> **EXERCISE BRIEF**
Go through the entries below and report how many lines contain the string "clicks". Nothing but the number is wanted.

───── INFORMATION SUPPLIED

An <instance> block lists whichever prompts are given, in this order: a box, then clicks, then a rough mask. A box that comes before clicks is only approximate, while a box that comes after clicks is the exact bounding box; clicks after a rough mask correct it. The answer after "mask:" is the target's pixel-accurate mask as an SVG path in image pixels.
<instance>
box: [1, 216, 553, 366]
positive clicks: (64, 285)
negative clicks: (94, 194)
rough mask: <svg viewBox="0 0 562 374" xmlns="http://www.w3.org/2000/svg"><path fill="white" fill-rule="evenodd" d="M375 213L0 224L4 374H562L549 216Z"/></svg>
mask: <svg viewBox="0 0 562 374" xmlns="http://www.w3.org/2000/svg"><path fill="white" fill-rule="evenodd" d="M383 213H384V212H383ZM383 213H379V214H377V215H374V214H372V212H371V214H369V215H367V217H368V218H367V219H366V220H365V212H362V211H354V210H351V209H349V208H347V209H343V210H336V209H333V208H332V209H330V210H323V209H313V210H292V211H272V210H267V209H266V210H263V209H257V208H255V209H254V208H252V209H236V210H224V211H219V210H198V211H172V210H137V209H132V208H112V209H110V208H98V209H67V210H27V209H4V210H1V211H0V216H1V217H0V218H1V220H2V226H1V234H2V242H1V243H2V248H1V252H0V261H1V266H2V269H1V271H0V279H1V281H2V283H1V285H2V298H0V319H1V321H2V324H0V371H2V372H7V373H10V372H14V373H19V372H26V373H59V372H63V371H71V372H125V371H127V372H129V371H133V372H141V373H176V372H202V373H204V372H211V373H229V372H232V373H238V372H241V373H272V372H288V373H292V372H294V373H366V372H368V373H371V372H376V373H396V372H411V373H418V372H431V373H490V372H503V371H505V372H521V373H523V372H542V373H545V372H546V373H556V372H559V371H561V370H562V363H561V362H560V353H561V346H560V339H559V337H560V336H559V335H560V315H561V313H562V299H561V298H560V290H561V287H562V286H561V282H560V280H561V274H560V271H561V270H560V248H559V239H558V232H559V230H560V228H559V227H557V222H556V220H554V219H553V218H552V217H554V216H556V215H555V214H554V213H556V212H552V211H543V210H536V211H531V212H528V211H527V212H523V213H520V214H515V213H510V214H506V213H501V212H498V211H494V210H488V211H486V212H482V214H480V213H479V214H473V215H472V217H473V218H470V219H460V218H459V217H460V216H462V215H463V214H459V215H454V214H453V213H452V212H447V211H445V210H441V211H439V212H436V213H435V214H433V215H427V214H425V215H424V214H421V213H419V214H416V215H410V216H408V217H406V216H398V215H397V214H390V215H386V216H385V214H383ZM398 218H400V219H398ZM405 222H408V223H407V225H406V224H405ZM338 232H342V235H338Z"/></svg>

──────────

> **RESULT FOR THIS TASK**
3